## Übungstext
^^^^

Im Rahmen von Gesundheitsuntersuchungen in einer hausärztlichen Praxis können innerhalb von drei Jahren circa 1 000 Patientinnen und Patienten mit einer systematischen Lifestyleintervention zur Verbesserung der Gesundheit und der Prognose bei gleichzeitig intendierter Reduktion des ökologischen Fußabdrucks erreicht werden. Dazu kommen noch akute Beratungs- und Behandlungsanlässe. Die durch epidemiologische Studien beschriebenen Effekte von Risikoreduktionen durch Lebensstiländerungen treten ein, wenn sie sich durch positiv erlebte Auswirkungen im Alltag verstetigen. Es zeigt sich dabei im ärztlichen Gespräch, dass positive Wirkungen mit verbesserter Lebensqualität verbunden sind. Die Ergebnisse von Studien haben dazu geführt, dass die Niederlande und Dänemark ihre Verkehrspolitik mit starken Anreizen zu aktiver Nahmobilität seit Jahrzehnten geändert haben und Klimaschutz und Gesundheit verknüpfen (14, 15, 16). Die sozialen, umweltschonenden und gesundheitlichen Effekte gesunder Stadtentwicklungen sind dabei enorm.
„Klima-Sprechstunden“ sind ein aktives Konzept in der Arbeit mit Patientinnen und Patienten. Während das Wissen über die Zusammenhänge von Klimaschutz und Gesundheit bei den indigenen Völkern im kulturellen Bewusstsein enthalten ist, müssen Angehörige der Industrienationen dieses Wissen erst wieder erwerben, um Handlungsfähigkeit über den bisherigen medizinischen Kontext der Individualmedizin hinaus herzustellen. Der Weg zu einer „Klima-Sprechstunde“ ist ein transformierender Weg, da es keine Einsichten ohne Konsequenz für die eigene Lebensführung gibt: bei der Ernährung, bei Hausbesuchen mit dem Fahrrad, bei der Anerkennung der Notwendigkeit einer schnellen Dekarbonisierung in den eigenen Handlungsfeldern und bei der Entscheidung, diese täglich situations- und patientenangemessen im ärztlichen Handeln einzubringen (17, 18).

^^^^

## Datensätze

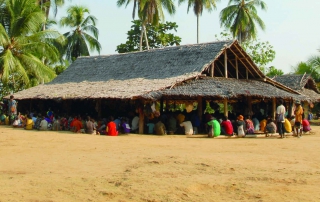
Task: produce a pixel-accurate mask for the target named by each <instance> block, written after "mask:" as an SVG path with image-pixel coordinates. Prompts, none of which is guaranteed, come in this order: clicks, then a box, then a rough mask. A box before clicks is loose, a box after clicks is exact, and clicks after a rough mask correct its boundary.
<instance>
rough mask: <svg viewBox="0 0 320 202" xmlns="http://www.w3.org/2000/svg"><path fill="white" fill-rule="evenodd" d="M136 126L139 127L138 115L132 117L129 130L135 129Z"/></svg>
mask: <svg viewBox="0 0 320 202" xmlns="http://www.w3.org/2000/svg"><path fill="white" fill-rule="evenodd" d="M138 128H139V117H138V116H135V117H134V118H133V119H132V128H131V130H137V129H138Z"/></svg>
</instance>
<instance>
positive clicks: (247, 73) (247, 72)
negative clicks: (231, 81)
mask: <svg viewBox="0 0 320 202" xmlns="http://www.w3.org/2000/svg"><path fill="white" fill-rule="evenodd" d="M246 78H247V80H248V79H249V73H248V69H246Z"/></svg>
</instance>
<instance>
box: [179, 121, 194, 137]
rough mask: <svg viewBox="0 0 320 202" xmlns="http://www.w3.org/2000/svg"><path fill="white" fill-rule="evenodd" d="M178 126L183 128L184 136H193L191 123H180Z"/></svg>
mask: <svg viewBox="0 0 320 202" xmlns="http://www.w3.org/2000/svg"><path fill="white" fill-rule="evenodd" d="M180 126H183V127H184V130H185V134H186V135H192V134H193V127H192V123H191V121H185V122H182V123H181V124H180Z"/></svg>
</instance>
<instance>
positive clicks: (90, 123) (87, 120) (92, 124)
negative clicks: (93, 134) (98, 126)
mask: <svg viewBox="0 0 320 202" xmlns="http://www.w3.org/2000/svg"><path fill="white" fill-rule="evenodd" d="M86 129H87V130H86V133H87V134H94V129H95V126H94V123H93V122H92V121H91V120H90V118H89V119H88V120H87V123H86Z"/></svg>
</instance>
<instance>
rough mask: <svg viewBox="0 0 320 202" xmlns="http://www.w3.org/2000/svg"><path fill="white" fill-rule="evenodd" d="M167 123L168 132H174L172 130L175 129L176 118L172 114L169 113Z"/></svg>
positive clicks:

^^^^

## Aufgabe
Übersetze diesen Satz aus dem Text über Klimaschutz und Gesundheit ins Englische: „‚Klima-Sprechstunden‘ sind ein aktives Konzept in der Arbeit mit Patientinnen und Patienten.“

## Antwort
"Climate consultations" are an active concept in working with patients.